* _Passage shown_:
+---+

There are many unique challenges involved with securing cloud services. First, data and applications in the cloud are distributed across many services and platforms; each with its own unique set of capabilities, logs and users. Monitoring access is generally per service or cloud provider, this quickly becomes a mess when your company grows and adopts new cloud services. Even with an IDaaS solution, where connections to cloud applications are monitored in one place, activities are still stored in separate locations and formats.
Secondly, the effect of an access configuration mistake is usually much wider in the cloud. While an access misconfiguration on-premises will probably result in information reaching the wrong hands of someone inside the company, making the same mistake in the cloud will result in this data becoming public to a sub-contractor or external vendor, or even the whole world. In the cloud, access configuration should be treated ever more seriously than on-premises.
Additionally, while in the on-premises world there were multiple security layers separating your data from the internet (Firewall, VPN, NAC, IDS\IPS, A.V, etc.), in the cloud environment we mostly rely on authentication as the first and last line of defense. Once a role with sufficient privileges is compromised, it can leak personal information or maybe even create a new administrative account you haven’t thought of monitoring. Once a token is stolen from Git or Dropbox, your entire codebase or data set may be compromised.
Finally, the sense of tranquility in the cloud is elusive. The cloud lets companies worry much less about infrastructure, hardware and switching technologies. Unfortunately, while cloud providers make sure to protect their own environments, it is the cloud consumers’ duty to define who should have access to what within their organization. The cloud cannot choose by itself what information should or should accessed or publicly exposed. A false sense of security can lead to many misconfigurations in the areas that need the most focus: authorization.
What’s Changed Regarding the Perimeter?
Your company’s data is no longer confined to servers behind a network gateway, so a misconfiguration can immediately expose your data to the internet. In 2014, for example, a misconfiguration in Box caused data that was shared by link with only specific people became available through Google’s search engine.

+---+

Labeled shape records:
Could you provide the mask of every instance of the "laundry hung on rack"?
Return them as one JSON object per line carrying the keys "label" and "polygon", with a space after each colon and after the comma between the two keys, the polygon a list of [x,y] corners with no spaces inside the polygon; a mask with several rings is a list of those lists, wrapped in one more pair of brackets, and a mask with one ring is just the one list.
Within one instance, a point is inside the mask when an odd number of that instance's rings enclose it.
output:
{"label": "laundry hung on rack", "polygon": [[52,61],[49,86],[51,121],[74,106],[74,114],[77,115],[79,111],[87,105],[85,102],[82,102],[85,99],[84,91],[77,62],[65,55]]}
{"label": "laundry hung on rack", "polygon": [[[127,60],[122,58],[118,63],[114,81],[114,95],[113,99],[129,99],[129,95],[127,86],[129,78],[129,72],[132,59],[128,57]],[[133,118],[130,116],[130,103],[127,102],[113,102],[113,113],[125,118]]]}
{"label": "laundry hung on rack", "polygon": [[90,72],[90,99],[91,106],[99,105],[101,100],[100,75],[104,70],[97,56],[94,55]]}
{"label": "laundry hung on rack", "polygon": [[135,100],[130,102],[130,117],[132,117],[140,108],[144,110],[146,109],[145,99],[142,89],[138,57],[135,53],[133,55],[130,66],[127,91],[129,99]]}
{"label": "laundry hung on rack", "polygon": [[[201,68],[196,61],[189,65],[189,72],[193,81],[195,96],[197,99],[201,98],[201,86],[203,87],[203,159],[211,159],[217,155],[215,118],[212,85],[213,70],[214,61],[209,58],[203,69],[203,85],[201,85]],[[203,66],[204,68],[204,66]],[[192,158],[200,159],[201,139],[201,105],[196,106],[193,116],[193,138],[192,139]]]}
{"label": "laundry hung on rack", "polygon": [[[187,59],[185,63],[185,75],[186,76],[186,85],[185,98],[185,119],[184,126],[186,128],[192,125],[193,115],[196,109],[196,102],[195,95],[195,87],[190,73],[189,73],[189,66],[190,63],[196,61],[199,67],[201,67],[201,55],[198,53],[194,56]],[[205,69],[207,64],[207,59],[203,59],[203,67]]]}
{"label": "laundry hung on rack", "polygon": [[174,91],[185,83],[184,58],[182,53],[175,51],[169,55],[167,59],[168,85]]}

+---+

* _Exercises to complete_:
A: According to the passage on cloud security, what do cloud environments mostly rely on as the first and last line of defense?
B: Rewrite the passage on cloud security from "Secondly, the effect" up to and including "seriously than on-premises.", putting "in local data centers" in place of "on-premises".
Rely only on the passage on cloud security for your answers.

* _Answers_:
A: Authentication.

B:
Secondly, the effect of an access configuration mistake is usually much wider in the cloud. While an access misconfiguration in local data centers will probably result in information reaching the wrong hands of someone inside the company, making the same mistake in the cloud will result in this data becoming public to a sub-contractor or external vendor, or even the whole world. In the cloud, access configuration should be treated ever more seriously than in local data centers.